Problem: Output the full listing below exactly, without the pictures.
[[ Available data open ]]
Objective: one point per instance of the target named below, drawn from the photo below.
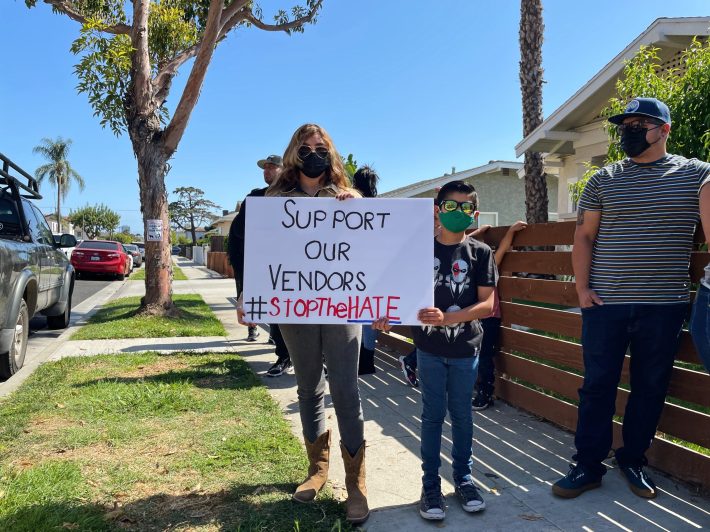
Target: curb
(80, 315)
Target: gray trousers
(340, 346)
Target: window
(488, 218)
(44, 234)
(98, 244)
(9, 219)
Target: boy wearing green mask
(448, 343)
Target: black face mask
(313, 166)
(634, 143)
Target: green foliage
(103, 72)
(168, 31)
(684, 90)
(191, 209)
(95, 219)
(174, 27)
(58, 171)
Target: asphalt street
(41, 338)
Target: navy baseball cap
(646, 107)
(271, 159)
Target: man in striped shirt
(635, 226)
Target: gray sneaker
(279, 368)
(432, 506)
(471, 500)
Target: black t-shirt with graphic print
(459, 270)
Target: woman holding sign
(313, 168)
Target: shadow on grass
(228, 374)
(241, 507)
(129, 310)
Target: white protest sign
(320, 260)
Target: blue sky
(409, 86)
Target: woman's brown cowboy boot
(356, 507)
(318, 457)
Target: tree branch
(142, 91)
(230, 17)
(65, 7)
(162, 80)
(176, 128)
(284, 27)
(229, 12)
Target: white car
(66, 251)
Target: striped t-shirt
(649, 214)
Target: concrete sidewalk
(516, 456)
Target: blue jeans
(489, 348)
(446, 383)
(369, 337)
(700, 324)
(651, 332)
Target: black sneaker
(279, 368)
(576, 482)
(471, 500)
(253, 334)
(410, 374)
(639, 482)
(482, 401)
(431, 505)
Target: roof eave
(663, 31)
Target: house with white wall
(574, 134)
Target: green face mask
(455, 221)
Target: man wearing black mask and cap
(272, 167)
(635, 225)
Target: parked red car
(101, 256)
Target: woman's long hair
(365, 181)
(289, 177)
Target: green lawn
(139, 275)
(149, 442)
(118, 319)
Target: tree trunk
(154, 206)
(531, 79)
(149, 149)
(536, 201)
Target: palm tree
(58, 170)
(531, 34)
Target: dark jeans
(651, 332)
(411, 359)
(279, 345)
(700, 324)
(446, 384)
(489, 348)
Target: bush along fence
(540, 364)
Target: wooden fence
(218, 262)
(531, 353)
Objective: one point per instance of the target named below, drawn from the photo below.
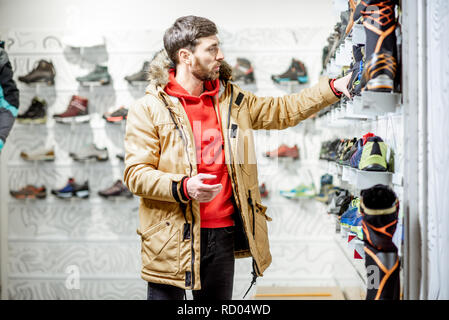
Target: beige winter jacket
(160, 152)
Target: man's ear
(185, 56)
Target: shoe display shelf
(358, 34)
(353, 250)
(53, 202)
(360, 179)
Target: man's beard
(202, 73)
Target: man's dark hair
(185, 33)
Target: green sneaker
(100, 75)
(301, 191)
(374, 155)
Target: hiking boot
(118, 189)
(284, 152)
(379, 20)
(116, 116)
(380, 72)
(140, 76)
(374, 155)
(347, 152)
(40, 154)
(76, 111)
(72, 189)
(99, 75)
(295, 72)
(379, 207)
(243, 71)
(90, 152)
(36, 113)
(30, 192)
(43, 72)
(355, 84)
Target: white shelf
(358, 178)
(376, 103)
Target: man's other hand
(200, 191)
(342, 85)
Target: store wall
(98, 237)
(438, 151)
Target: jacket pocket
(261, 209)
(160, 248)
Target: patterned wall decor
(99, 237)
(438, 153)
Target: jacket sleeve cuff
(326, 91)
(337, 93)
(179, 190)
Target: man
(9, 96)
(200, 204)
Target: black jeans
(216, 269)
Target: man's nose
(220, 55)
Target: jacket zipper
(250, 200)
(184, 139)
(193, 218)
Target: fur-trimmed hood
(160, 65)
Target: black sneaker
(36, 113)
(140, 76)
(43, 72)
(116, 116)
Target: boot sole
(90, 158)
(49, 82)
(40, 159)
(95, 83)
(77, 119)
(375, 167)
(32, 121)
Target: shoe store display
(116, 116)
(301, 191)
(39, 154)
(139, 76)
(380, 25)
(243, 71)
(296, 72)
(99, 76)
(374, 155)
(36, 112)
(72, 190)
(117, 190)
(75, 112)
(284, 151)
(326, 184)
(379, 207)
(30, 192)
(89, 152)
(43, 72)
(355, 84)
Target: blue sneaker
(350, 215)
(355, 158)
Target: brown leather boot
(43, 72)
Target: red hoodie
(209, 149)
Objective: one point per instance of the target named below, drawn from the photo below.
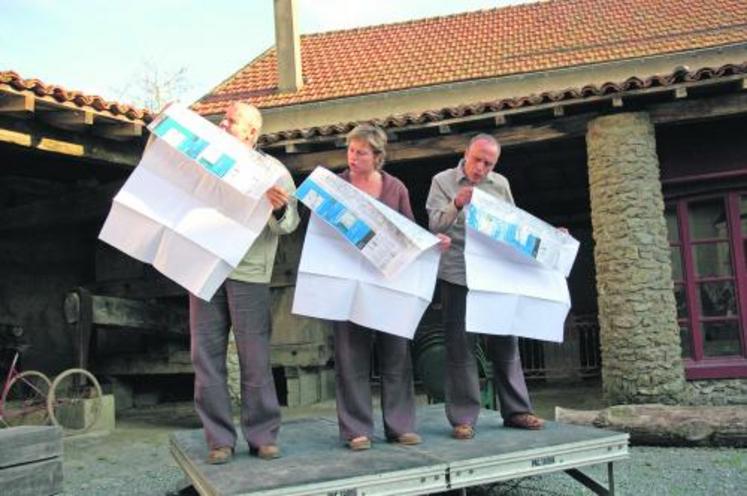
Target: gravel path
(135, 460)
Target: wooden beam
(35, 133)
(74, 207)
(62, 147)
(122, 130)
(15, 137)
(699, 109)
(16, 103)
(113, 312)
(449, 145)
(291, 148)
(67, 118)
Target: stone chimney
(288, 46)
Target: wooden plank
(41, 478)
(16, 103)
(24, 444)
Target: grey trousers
[[ Available data closed ]]
Result of the task:
Objective: one point per instance of the target named below, drawn from the photo below.
Target: curb
(80, 315)
Target: gray trousers
(340, 346)
Target: window
(488, 218)
(44, 234)
(98, 244)
(9, 219)
Target: boy wearing green mask
(448, 343)
Target: black face mask
(313, 166)
(634, 143)
Target: green foliage
(103, 72)
(168, 31)
(684, 90)
(191, 209)
(95, 219)
(174, 27)
(58, 171)
Target: asphalt street
(41, 338)
Target: navy baseball cap
(646, 107)
(271, 159)
Target: man in striped shirt
(635, 226)
Target: gray sneaker
(279, 368)
(432, 506)
(471, 500)
Target: black t-shirt with graphic print
(459, 270)
Target: woman holding sign
(313, 168)
Target: shadow on grass
(228, 374)
(241, 507)
(129, 310)
Target: white protest sign
(320, 260)
Target: blue sky
(409, 86)
Target: woman's brown cowboy boot
(356, 507)
(318, 457)
Target: tree branch
(142, 91)
(230, 17)
(65, 7)
(162, 80)
(176, 128)
(284, 27)
(229, 12)
Target: white car
(66, 251)
Target: striped t-shirt
(649, 214)
Target: concrete sidewalk
(516, 456)
Target: blue jeans
(489, 348)
(446, 383)
(369, 337)
(700, 324)
(651, 332)
Target: black sneaker
(279, 368)
(576, 482)
(471, 500)
(253, 334)
(410, 374)
(639, 482)
(482, 401)
(431, 505)
Target: roof eave
(663, 31)
Target: house with white wall
(574, 134)
Target: green face mask
(455, 221)
Target: man wearing black mask and cap
(272, 167)
(635, 225)
Target: parked red car
(101, 256)
Target: woman's long hair
(365, 181)
(289, 177)
Target: green lawn
(139, 275)
(149, 442)
(118, 319)
Target: tree trunk
(154, 206)
(531, 79)
(149, 149)
(536, 201)
Target: palm tree
(58, 170)
(531, 34)
Target: dark jeans
(651, 332)
(411, 359)
(279, 345)
(700, 324)
(446, 384)
(489, 348)
Target: bush along fence
(540, 364)
Target: wooden fence
(218, 262)
(531, 353)
Objective: one point per instance of the target named below, drawn from the photo below.
Target: beige winter jacket
(160, 152)
Target: man's ear
(185, 56)
Target: shoe display shelf
(358, 34)
(353, 250)
(53, 202)
(360, 179)
Target: man's beard
(202, 73)
Target: man's dark hair
(185, 33)
Target: green sneaker
(100, 75)
(301, 191)
(374, 155)
Target: hiking boot
(118, 189)
(284, 152)
(379, 20)
(116, 116)
(380, 72)
(140, 76)
(374, 155)
(347, 152)
(40, 154)
(76, 111)
(72, 189)
(99, 75)
(295, 72)
(379, 207)
(243, 71)
(90, 152)
(36, 113)
(30, 192)
(43, 72)
(355, 84)
Target: white shelf
(358, 178)
(376, 103)
Target: man's other hand
(200, 191)
(342, 85)
Target: store wall
(98, 237)
(438, 151)
Target: jacket pocket
(261, 209)
(160, 248)
Target: patterned wall decor
(99, 237)
(438, 153)
Target: jacket sleeve cuff
(326, 91)
(337, 93)
(179, 190)
Target: man
(9, 96)
(200, 204)
Target: black jeans
(216, 269)
Target: man's nose
(220, 55)
Target: jacket zipper
(250, 200)
(184, 139)
(193, 218)
Target: fur-trimmed hood
(160, 65)
Target: black sneaker
(36, 113)
(140, 76)
(43, 72)
(116, 116)
Target: boot sole
(90, 158)
(49, 82)
(40, 159)
(95, 83)
(77, 119)
(375, 167)
(32, 121)
Target: shoe store display
(116, 116)
(301, 191)
(39, 154)
(139, 76)
(380, 25)
(243, 71)
(296, 72)
(99, 76)
(374, 155)
(36, 112)
(72, 190)
(117, 190)
(75, 112)
(284, 151)
(326, 184)
(379, 207)
(30, 192)
(89, 152)
(43, 72)
(355, 84)
Target: blue sneaker
(350, 215)
(355, 158)
Target: brown leather boot
(43, 72)
Target: red hoodie
(209, 149)
Objective: one point per instance of the target named below, drawn from the photo below.
Target: gravel path
(135, 460)
Target: wooden beam
(35, 133)
(74, 207)
(62, 147)
(122, 130)
(15, 137)
(699, 109)
(16, 103)
(113, 312)
(449, 145)
(291, 148)
(67, 118)
Target: stone chimney
(288, 46)
Target: wooden plank
(41, 478)
(16, 103)
(24, 444)
Target: grey trousers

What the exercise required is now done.